SOURCE DOCUMENT:
◆ ◆ ◆ ◆ ◆
A lengthy Daily Mail headline screamed “Landed with an Asbo, the Prada-loving Pigeon Lady of Pimlico: She’s banned from feeding the birds near her £750,000 home.”
Nadia Lee was given an Anti-Social Behaviour Order, applied for by Westminster Council, to prevent her from feeding birds in her local area for the next three years. For the past two decades it was reported that Ms Lee had been filling a pram laden with tubs of grain to feed pigeons.
The problem with overfeeding birds or leaving out grain overnight is that when the pigeons return to their nests in the evening, rodents creep out and feast on the rest of the bird seed. Once rats and mice discover a regular food source they know they are onto a good thing and are understandably reluctant to leave.
Feeding birds throughout winter can help birds to survive when food may be scarce but make sure you use a rodent proof bird feeder or ensure that the grain is off the ground and inaccessible to rodents. Bear in mind that brown rats can jump vertically more than 77cm and 120cm horizontally and mice can scale any rough surface.
Leaving out too much bird food in an exposed place can cause the seed to go moldy, which may make birds ill. Also make sure you store bird food in a sealed container. The Indian Meal Moth commonly enters homes via bird seed. If you are unsure of how often and what to feed wild birds the RSPB offers some great advice here.
◆ ◆ ◆ ◆ ◆
(Natural-language object grounding data)
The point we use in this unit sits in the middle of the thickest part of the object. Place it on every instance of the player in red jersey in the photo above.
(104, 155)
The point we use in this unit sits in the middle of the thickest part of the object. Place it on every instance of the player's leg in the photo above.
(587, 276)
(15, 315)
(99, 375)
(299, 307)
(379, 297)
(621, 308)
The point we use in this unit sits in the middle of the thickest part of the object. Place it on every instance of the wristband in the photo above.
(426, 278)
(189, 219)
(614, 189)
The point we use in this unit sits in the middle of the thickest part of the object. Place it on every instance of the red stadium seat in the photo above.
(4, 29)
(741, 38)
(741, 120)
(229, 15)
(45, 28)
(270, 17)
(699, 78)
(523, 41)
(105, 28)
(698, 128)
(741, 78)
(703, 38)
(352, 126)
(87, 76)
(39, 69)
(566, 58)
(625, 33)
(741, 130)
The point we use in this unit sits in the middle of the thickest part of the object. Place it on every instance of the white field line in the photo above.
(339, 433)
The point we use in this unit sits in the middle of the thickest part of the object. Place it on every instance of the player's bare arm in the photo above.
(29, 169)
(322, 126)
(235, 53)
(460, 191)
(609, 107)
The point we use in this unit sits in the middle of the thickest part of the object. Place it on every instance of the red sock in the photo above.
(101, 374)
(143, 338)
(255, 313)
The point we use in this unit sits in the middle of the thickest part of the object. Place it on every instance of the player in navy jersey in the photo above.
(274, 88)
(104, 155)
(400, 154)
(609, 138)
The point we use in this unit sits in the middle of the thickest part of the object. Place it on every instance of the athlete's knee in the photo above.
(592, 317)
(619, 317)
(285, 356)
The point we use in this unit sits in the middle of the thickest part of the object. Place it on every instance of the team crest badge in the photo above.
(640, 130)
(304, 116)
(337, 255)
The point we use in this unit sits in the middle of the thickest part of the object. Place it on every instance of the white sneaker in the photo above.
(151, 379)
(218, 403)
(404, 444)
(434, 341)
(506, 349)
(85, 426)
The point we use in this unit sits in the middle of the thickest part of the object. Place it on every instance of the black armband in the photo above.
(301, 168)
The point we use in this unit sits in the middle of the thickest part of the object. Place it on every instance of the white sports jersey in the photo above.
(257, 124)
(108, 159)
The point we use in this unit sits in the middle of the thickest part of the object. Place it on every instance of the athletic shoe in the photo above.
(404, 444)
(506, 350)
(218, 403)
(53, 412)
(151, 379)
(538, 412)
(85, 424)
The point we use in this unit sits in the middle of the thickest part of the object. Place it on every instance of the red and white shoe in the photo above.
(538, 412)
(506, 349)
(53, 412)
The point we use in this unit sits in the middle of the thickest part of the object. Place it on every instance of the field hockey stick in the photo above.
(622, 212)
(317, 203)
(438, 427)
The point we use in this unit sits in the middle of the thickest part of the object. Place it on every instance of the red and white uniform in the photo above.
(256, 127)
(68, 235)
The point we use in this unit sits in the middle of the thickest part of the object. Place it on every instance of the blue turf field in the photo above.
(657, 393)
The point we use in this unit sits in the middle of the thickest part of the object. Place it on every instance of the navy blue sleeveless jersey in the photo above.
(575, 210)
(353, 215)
◆ ◆ ◆ ◆ ◆
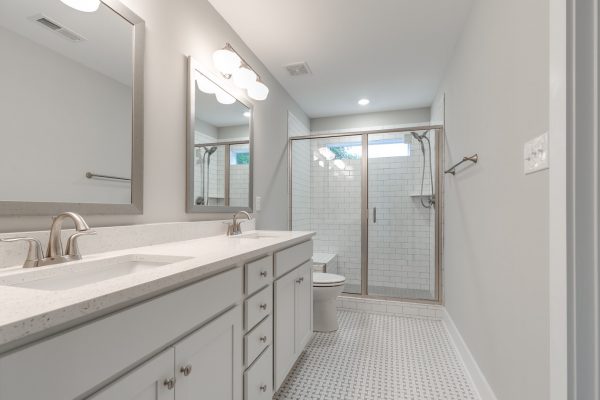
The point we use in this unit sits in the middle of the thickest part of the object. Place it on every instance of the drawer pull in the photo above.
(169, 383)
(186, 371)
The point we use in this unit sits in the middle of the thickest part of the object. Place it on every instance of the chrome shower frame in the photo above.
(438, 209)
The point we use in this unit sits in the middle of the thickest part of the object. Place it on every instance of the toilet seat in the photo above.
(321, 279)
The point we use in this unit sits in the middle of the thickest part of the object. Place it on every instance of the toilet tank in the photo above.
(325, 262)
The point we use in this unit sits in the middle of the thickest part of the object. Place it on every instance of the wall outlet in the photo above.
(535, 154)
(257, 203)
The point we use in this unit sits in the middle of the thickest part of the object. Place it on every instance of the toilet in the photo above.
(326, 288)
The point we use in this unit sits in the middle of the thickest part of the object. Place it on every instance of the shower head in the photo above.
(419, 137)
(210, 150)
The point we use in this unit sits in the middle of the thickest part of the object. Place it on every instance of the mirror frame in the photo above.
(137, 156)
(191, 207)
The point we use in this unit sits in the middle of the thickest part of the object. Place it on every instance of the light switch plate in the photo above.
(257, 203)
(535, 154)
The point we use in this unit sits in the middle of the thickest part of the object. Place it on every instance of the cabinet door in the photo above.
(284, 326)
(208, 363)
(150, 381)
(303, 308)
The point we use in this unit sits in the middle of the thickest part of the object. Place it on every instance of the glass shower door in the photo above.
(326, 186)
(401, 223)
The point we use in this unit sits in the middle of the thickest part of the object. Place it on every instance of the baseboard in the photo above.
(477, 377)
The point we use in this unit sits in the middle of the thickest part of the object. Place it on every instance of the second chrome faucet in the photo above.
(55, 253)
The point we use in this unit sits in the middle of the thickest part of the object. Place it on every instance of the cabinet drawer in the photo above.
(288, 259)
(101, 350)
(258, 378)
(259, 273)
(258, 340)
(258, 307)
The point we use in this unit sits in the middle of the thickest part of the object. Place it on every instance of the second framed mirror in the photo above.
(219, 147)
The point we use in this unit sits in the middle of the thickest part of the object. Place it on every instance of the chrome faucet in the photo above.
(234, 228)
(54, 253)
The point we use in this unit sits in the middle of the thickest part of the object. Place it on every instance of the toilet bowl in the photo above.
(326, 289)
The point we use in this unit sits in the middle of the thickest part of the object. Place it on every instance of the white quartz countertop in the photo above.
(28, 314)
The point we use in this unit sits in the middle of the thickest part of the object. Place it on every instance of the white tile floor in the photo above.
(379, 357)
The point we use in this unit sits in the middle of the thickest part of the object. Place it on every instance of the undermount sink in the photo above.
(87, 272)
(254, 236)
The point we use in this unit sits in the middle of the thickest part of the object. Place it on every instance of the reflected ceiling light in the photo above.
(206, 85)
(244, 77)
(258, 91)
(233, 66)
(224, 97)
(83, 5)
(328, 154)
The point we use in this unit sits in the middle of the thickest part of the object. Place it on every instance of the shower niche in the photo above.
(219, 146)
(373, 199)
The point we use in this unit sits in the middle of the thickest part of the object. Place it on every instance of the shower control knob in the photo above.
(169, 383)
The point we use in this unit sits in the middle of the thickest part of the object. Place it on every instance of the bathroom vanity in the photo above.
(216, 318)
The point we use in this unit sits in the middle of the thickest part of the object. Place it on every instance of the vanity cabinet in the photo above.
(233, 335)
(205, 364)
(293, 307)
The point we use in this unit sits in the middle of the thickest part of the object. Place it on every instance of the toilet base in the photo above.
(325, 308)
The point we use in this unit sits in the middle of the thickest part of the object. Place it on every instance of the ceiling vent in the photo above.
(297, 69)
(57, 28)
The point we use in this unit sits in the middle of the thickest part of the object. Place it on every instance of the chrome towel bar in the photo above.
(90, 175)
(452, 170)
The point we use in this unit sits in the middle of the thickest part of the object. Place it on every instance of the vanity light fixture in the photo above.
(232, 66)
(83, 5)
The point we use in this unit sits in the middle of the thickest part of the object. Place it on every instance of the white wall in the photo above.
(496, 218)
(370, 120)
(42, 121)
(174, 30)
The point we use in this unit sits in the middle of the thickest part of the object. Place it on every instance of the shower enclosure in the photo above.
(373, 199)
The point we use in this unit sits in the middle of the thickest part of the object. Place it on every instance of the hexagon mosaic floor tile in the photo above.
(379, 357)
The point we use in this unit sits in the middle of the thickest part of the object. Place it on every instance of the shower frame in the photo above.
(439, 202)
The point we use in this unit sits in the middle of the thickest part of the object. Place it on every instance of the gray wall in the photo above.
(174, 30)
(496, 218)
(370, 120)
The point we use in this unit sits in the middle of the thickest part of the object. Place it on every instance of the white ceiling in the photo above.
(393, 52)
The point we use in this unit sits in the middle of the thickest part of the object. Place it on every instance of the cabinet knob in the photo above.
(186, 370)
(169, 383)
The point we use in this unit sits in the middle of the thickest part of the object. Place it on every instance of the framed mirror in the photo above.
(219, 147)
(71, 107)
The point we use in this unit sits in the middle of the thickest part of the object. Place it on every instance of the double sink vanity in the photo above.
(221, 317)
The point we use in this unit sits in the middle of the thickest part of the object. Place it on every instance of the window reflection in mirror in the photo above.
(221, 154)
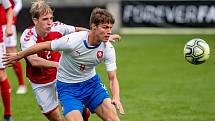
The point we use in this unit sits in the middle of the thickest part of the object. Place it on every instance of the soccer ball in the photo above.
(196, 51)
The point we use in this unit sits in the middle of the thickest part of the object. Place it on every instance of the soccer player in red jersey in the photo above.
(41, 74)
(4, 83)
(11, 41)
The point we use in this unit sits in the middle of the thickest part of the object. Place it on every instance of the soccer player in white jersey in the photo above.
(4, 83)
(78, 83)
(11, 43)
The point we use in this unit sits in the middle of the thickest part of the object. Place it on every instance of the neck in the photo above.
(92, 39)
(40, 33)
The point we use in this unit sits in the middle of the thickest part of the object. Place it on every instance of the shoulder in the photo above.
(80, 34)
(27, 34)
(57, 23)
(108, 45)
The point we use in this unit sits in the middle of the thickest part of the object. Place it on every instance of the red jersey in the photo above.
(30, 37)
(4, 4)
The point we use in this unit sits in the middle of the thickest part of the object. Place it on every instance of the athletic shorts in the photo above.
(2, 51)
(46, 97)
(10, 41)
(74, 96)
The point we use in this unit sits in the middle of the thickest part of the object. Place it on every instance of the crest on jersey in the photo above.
◆ ◆ ◆ ◆ ◆
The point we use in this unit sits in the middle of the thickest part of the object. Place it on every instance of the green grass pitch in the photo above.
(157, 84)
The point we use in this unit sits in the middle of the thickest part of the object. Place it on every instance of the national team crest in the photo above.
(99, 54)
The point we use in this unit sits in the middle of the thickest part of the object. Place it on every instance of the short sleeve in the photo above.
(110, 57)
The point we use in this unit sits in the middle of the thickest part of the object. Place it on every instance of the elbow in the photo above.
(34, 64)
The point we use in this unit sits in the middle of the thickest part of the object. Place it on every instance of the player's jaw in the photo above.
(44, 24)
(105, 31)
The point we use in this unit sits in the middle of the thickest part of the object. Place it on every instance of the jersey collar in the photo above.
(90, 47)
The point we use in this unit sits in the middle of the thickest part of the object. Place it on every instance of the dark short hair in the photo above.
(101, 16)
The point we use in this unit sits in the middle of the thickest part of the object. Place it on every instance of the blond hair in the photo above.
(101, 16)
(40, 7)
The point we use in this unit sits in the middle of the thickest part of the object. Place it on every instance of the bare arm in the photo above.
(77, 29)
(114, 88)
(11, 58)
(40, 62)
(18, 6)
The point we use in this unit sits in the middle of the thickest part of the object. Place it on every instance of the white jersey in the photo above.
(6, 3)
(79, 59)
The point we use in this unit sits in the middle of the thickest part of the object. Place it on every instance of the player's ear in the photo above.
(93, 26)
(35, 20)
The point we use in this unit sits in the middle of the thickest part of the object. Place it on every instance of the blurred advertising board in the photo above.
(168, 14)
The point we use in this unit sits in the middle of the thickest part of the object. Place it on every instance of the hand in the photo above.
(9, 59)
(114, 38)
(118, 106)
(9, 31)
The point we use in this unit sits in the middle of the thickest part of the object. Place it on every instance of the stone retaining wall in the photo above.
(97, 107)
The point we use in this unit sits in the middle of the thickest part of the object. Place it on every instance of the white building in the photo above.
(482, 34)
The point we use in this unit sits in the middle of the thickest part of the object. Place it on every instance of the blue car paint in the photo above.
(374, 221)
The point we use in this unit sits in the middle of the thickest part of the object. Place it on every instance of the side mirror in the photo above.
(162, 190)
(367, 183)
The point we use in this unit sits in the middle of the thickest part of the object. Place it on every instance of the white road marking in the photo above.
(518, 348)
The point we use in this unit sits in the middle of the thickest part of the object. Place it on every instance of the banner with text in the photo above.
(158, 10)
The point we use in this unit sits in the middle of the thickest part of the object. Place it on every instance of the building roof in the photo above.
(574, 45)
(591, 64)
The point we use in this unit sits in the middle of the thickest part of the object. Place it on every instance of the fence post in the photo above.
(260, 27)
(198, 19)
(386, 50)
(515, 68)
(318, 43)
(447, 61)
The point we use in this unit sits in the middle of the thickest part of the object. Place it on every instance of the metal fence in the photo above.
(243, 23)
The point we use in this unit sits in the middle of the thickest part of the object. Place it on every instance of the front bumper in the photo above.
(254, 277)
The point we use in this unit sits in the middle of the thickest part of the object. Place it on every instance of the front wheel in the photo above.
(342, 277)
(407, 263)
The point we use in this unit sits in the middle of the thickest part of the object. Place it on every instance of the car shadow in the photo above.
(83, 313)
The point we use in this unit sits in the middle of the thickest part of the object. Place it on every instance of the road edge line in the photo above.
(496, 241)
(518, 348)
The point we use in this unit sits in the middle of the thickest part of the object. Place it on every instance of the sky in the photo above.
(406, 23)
◆ ◆ ◆ ◆ ◆
WHAT THIS EXERCISE ASKS:
[A] Duplicate the stretch of the article on pigeon feeding from "Nadia Lee was" through "reluctant to leave.".
[B] For each statement, say whether it agrees with the article on pigeon feeding, answering yes or no and quoting the words of the article that decide it: (i) The order bans Nadia Lee from feeding birds for five years. (ii) Westminster Council applied for the order against Nadia Lee. (iii) Brown rats can jump vertically more than 77cm.
[C] List every quantity stated in the article on pigeon feeding, whether it is written in digits or in words.

SOLUTION LIST:
[A]
Nadia Lee was given an Anti-Social Behaviour Order, applied for by Westminster Council, to prevent her from feeding birds in her local area for the next three years. For the past two decades it was reported that Ms Lee had been filling a pram laden with tubs of grain to feed pigeons.
The problem with overfeeding birds or leaving out grain overnight is that when the pigeons return to their nests in the evening, rodents creep out and feast on the rest of the bird seed. Once rats and mice discover a regular food source they know they are onto a good thing and are understandably reluctant to leave.

[B]
(i) No: "for the next three years"
(ii) Yes: "applied for by Westminster Council"
(iii) Yes: "brown rats can jump vertically more than 77cm"

[C]
£750,000
three years
two decades
77cm
120cm